----- TEXTE DU DOCUMENT -----

Cet investissement productif, entrant dans le cadre de la loi n° 2003-660 du 21 juillet 2003, dite « loi Girardin » relative à la défiscalisation dans les DOM-TOM, devait permettre à Mme X de bénéficier d’une réduction d’impôt de 46 080 €.

Le 12 octobre 2011, l’administration fiscale a notifié à Mme X une proposition de rectification au titre de la réduction d’impôt, dont elle avait bénéficié au cours de l’exercice 2008 (31 062 €) et de l’exercice 2009 (12 139 €), au motif que l’investissement allégué ne répondait pas aux conditions prévues par l’article 199 undecies B du code général des impôts ; l’administration a ainsi retenu, d’une part, l’existence d’une disproportion manifeste entre le coût de revient supposé des investissements livrés en 2008 à une société A Industrie Caraïbes (465 718 €) par la société DTD, gérante des SEP, et le montant des investissements allégués ayant donné lieu à réduction d’impôt (65 858 000 €) et, d’autre part, le fait que ces investissements, correspondant aux matériels photovoltaïques livrés en 2008, non mis en capacité de fonctionner de manière autonome, n’avaient revêtu aucun intérêt économique ou environnemental pour la Martinique.

A la suite de ce redressement fiscal, Mme X a pu obtenir la remise des majorations et d’une partie des intérêts de retard, mais a dû s’acquitter d’une somme de 46 166 € correspondant aux réductions d’impôts, dont elle avait bénéficié en 2008 et 2009 (43 201 €), et à des intérêts de retard (2965 €).

----- ENTRÉES -----

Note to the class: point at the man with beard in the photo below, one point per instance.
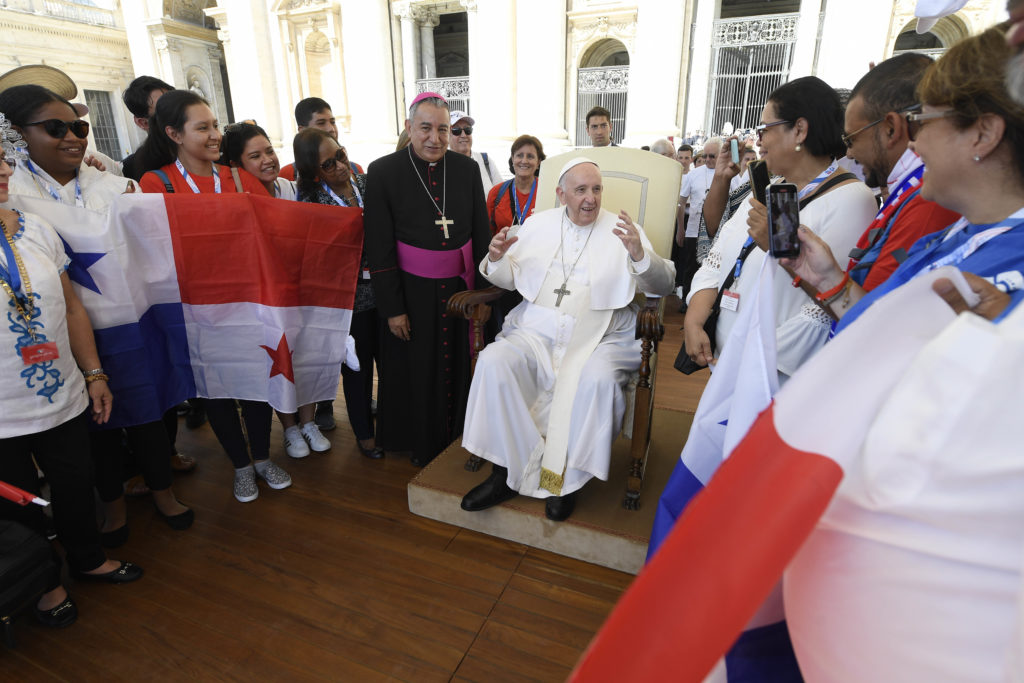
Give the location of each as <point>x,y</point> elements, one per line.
<point>877,135</point>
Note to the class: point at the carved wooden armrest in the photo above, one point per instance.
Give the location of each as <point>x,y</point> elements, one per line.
<point>649,322</point>
<point>472,304</point>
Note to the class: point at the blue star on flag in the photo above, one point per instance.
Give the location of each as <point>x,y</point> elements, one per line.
<point>78,271</point>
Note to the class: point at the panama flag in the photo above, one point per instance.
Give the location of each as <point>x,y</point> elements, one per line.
<point>218,296</point>
<point>906,409</point>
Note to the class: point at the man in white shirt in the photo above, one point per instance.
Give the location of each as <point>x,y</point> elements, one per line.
<point>692,190</point>
<point>461,141</point>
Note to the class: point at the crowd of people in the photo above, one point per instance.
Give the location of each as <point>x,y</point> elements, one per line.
<point>936,147</point>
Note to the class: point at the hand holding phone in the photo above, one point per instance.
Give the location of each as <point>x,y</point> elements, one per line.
<point>783,220</point>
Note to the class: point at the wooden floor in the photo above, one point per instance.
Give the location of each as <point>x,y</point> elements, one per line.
<point>330,580</point>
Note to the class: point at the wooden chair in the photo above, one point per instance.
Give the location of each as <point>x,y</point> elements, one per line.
<point>646,185</point>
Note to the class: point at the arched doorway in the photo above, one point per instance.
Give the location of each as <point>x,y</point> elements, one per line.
<point>602,81</point>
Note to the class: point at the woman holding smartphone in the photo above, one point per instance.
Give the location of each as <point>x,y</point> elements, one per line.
<point>800,137</point>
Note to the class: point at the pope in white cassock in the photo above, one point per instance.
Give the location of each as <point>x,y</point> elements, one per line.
<point>548,395</point>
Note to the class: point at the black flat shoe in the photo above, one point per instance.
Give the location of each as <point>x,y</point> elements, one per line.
<point>57,617</point>
<point>125,573</point>
<point>114,539</point>
<point>558,508</point>
<point>180,521</point>
<point>493,492</point>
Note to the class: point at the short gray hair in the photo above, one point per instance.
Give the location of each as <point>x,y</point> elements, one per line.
<point>433,101</point>
<point>663,146</point>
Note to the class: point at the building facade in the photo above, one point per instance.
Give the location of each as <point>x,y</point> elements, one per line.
<point>664,68</point>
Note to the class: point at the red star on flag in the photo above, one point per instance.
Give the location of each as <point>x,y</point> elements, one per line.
<point>282,357</point>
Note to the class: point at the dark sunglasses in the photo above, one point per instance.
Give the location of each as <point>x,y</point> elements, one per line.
<point>57,128</point>
<point>339,158</point>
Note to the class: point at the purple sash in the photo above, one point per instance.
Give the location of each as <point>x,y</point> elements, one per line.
<point>438,264</point>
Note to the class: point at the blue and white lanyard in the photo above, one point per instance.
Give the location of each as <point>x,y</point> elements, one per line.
<point>192,183</point>
<point>52,190</point>
<point>975,242</point>
<point>338,200</point>
<point>521,215</point>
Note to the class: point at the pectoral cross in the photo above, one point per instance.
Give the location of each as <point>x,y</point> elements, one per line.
<point>444,222</point>
<point>561,291</point>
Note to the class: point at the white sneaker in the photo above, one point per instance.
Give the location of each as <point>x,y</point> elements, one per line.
<point>295,445</point>
<point>316,441</point>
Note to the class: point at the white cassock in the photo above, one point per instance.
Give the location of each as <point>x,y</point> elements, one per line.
<point>569,361</point>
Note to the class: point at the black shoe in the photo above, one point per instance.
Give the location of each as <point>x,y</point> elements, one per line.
<point>196,417</point>
<point>57,617</point>
<point>125,573</point>
<point>180,521</point>
<point>493,492</point>
<point>558,508</point>
<point>115,539</point>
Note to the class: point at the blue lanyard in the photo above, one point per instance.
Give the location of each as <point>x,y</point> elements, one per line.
<point>10,273</point>
<point>521,215</point>
<point>338,200</point>
<point>192,183</point>
<point>49,188</point>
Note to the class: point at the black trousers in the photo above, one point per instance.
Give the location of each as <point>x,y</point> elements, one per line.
<point>358,386</point>
<point>62,454</point>
<point>223,417</point>
<point>147,442</point>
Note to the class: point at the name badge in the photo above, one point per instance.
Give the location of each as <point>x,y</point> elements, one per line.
<point>40,353</point>
<point>730,300</point>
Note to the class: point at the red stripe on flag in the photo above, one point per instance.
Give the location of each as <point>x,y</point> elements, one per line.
<point>233,248</point>
<point>717,566</point>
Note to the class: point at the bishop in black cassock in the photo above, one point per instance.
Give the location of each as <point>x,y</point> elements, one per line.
<point>424,382</point>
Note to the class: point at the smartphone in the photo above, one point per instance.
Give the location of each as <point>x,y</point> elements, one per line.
<point>759,179</point>
<point>783,219</point>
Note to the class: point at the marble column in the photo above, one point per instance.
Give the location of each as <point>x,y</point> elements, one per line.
<point>807,37</point>
<point>540,50</point>
<point>654,73</point>
<point>696,97</point>
<point>427,57</point>
<point>410,49</point>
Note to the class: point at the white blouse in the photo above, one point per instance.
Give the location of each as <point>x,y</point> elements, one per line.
<point>34,398</point>
<point>839,217</point>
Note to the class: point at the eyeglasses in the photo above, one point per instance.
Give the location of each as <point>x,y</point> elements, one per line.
<point>339,158</point>
<point>57,128</point>
<point>914,122</point>
<point>765,126</point>
<point>848,139</point>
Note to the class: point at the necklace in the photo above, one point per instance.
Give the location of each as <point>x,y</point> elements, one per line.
<point>561,291</point>
<point>15,283</point>
<point>192,183</point>
<point>443,222</point>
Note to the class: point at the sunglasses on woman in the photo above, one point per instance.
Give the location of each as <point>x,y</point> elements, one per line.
<point>57,128</point>
<point>339,158</point>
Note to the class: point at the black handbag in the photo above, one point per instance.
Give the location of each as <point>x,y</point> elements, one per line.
<point>687,366</point>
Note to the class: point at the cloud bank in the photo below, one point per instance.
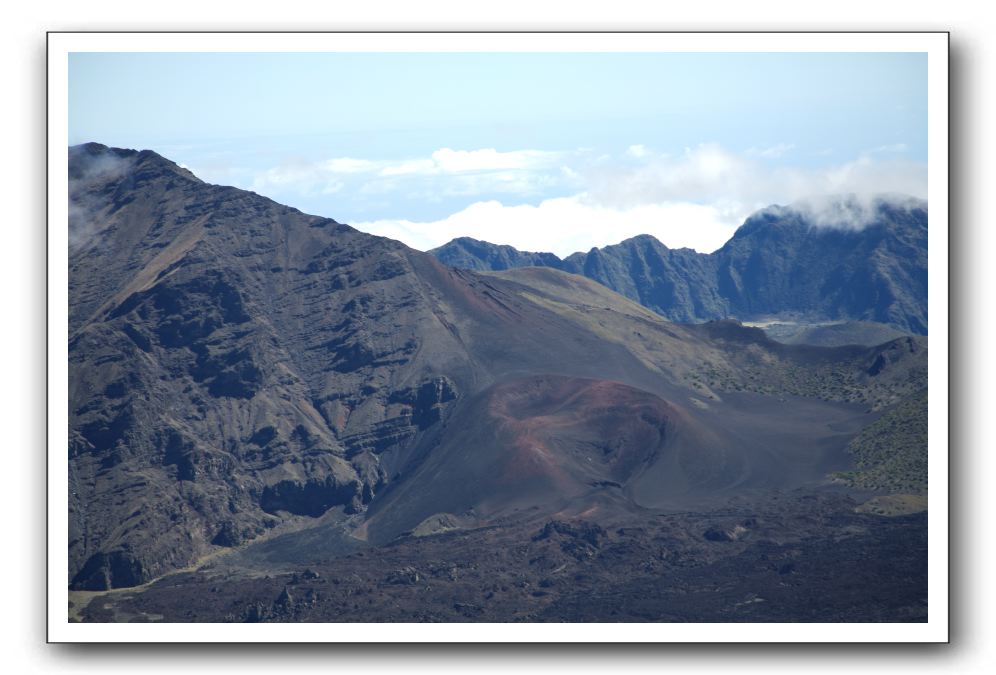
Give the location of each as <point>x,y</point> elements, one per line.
<point>567,201</point>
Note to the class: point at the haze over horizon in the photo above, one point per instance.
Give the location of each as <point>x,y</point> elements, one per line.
<point>544,152</point>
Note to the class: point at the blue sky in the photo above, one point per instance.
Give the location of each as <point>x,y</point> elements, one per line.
<point>553,152</point>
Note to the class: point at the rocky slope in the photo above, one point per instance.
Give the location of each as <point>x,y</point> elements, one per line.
<point>782,262</point>
<point>237,368</point>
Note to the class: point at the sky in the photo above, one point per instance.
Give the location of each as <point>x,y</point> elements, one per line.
<point>545,152</point>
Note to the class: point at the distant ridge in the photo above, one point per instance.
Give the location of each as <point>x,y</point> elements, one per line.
<point>784,261</point>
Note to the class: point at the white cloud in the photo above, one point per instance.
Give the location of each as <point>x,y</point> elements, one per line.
<point>568,224</point>
<point>464,172</point>
<point>696,198</point>
<point>710,174</point>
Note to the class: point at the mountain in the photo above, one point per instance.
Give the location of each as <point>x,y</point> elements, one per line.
<point>247,378</point>
<point>790,262</point>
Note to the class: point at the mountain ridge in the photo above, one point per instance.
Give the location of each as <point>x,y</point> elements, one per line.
<point>782,262</point>
<point>237,366</point>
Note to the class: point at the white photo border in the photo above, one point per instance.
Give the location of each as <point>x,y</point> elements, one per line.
<point>934,44</point>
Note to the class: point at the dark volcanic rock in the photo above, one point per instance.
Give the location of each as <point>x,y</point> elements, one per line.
<point>236,365</point>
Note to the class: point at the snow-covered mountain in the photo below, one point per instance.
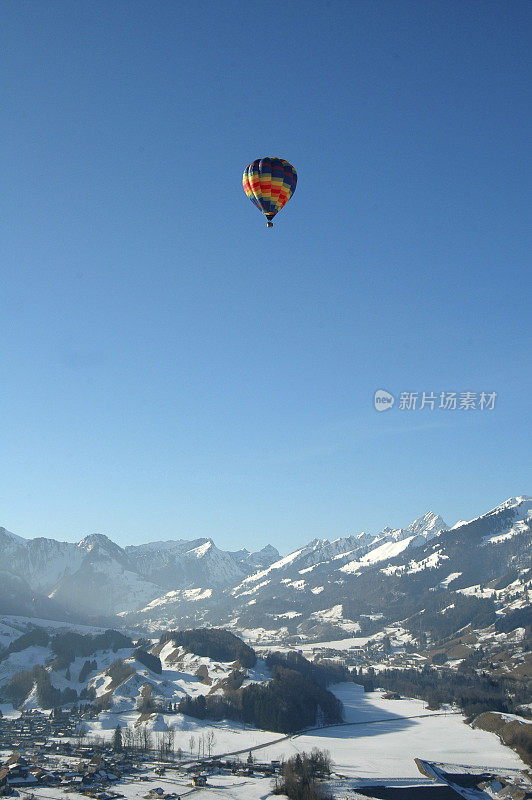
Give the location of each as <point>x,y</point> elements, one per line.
<point>327,586</point>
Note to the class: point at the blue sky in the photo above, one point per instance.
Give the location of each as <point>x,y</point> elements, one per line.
<point>170,367</point>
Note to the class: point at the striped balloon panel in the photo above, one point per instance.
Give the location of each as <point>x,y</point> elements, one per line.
<point>269,183</point>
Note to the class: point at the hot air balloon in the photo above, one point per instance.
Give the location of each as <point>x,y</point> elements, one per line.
<point>269,183</point>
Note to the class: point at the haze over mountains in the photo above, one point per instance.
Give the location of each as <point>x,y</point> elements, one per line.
<point>324,588</point>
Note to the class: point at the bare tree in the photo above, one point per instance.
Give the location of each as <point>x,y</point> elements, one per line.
<point>127,738</point>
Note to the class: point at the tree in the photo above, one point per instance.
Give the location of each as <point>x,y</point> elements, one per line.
<point>117,739</point>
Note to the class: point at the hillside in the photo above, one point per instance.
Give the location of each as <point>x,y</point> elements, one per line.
<point>202,674</point>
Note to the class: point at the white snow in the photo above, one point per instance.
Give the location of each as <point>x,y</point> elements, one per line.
<point>381,553</point>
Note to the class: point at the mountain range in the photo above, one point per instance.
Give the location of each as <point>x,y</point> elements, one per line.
<point>326,588</point>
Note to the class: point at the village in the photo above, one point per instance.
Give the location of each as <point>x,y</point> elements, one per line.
<point>40,751</point>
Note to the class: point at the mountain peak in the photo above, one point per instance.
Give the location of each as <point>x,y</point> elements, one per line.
<point>12,536</point>
<point>99,541</point>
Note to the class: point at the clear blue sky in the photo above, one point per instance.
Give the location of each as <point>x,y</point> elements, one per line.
<point>172,368</point>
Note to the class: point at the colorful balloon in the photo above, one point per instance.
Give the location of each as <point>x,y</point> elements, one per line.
<point>269,183</point>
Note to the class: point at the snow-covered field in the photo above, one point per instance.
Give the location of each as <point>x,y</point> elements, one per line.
<point>368,750</point>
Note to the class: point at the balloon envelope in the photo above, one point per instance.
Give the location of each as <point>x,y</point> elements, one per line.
<point>269,183</point>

-----

- VOS TÂCHES:
a - Recopiez à l'identique le passage du texte sur le redressement fiscal, de « Cet investissement productif, entrant » à « de 46 080 €. ».
b - Présentez sous forme de tableau Markdown, avec les colonnes « Rang » et « Ligne », les lignes des entrées allant de la ligne contenant « Note to the class: point at the striped » à la ligne contenant « <point>117,739</point> ». Les deux lignes sont incluses et les lignes vides sont omises.
Le texte et les entrées forment deux ensembles indépendants l'un de l'autre.

- RÉPONSES DE L'EXERCICE:
a -
Cet investissement productif, entrant dans le cadre de la loi n° 2003-660 du 21 juillet 2003, dite « loi Girardin » relative à la défiscalisation dans les DOM-TOM, devait permettre à Mme X de bénéficier d’une réduction d’impôt de 46 080 €.

b -
| Rang | Ligne |
|---|---|
| 1 | Note to the class: point at the striped balloon panel in the photo above, one point per instance. |
| 2 | Give the location of each as <point>x,y</point> elements, one per line. |
| 3 | <point>269,183</point> |
| 4 | Note to the class: point at the hot air balloon in the photo above, one point per instance. |
| 5 | Give the location of each as <point>x,y</point> elements, one per line. |
| 6 | <point>269,183</point> |
| 7 | Note to the class: point at the haze over mountains in the photo above, one point per instance. |
| 8 | Give the location of each as <point>x,y</point> elements, one per line. |
| 9 | <point>324,588</point> |
| 10 | Note to the class: point at the bare tree in the photo above, one point per instance. |
| 11 | Give the location of each as <point>x,y</point> elements, one per line. |
| 12 | <point>127,738</point> |
| 13 | Note to the class: point at the tree in the photo above, one point per instance. |
| 14 | Give the location of each as <point>x,y</point> elements, one per line. |
| 15 | <point>117,739</point> |